Problem statement:
Search the material below for the word "instance". Copy every line where it is found.

Data listing:

= Beginning of Section =

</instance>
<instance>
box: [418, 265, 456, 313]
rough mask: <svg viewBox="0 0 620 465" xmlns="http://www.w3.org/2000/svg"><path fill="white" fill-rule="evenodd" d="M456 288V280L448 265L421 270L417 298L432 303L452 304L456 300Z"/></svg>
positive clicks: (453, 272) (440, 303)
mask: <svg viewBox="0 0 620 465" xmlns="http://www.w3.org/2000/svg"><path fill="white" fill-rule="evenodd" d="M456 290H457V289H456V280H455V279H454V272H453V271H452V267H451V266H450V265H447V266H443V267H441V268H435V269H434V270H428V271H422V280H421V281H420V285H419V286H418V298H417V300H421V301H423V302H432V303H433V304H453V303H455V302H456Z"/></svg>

= End of Section =
= Beginning of Section =

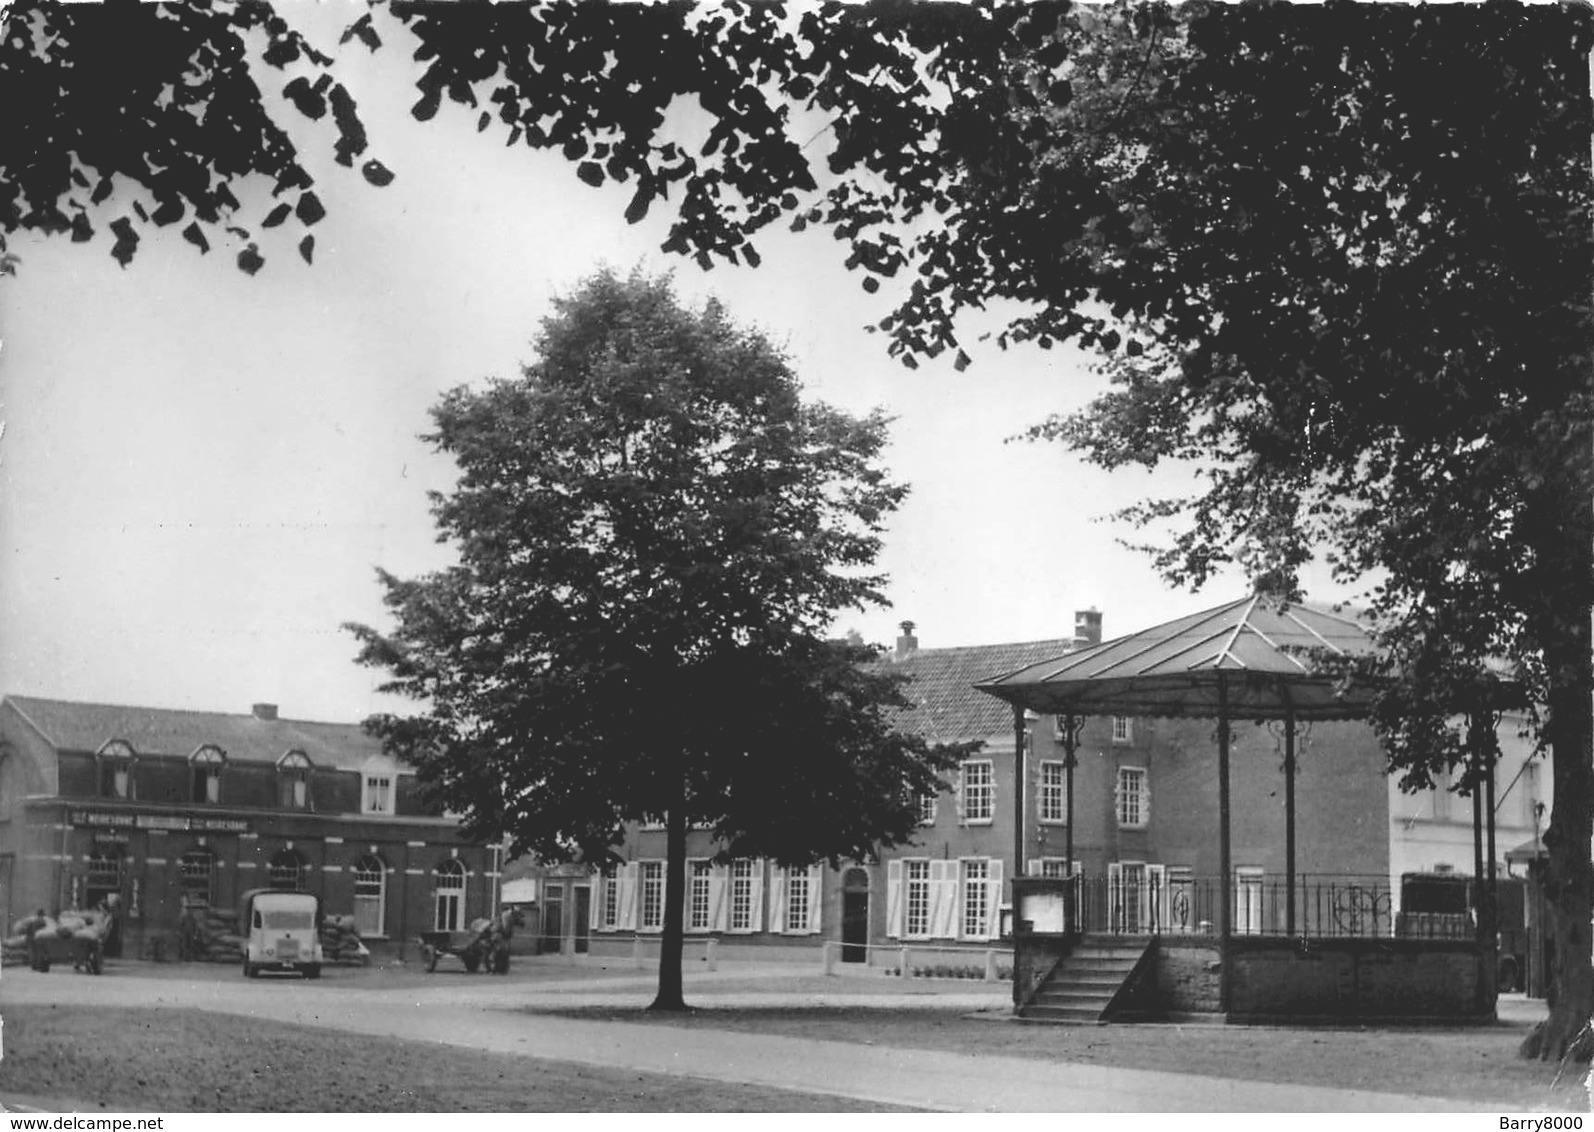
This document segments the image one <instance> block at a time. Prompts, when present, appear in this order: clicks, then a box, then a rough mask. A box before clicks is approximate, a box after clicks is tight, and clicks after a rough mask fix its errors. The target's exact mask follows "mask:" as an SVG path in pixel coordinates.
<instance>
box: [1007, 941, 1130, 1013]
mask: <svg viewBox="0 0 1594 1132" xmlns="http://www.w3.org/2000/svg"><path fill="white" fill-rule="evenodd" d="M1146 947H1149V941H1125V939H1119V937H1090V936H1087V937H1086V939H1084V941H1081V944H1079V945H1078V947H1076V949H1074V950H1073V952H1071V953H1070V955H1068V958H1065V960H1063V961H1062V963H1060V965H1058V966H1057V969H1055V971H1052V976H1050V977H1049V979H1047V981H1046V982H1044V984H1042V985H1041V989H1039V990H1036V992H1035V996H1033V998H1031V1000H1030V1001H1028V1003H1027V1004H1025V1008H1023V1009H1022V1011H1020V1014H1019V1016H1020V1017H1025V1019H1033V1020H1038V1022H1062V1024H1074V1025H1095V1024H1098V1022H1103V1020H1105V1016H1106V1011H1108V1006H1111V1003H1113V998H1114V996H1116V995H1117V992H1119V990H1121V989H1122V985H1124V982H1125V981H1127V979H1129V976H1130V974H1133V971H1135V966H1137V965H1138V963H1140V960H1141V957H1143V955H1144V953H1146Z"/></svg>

= End of Section =

Written solution:
</instance>
<instance>
This document segments the image one <instance> block at a time. Prompts, when present, appear in this order: clicks, then a box, then a rough mask. A box before clicks is approximate, a box after clicks is tight, and clicks after a rough mask fix its errors. The target's exact mask follows "mask:" as an SVG path in pixel coordinates.
<instance>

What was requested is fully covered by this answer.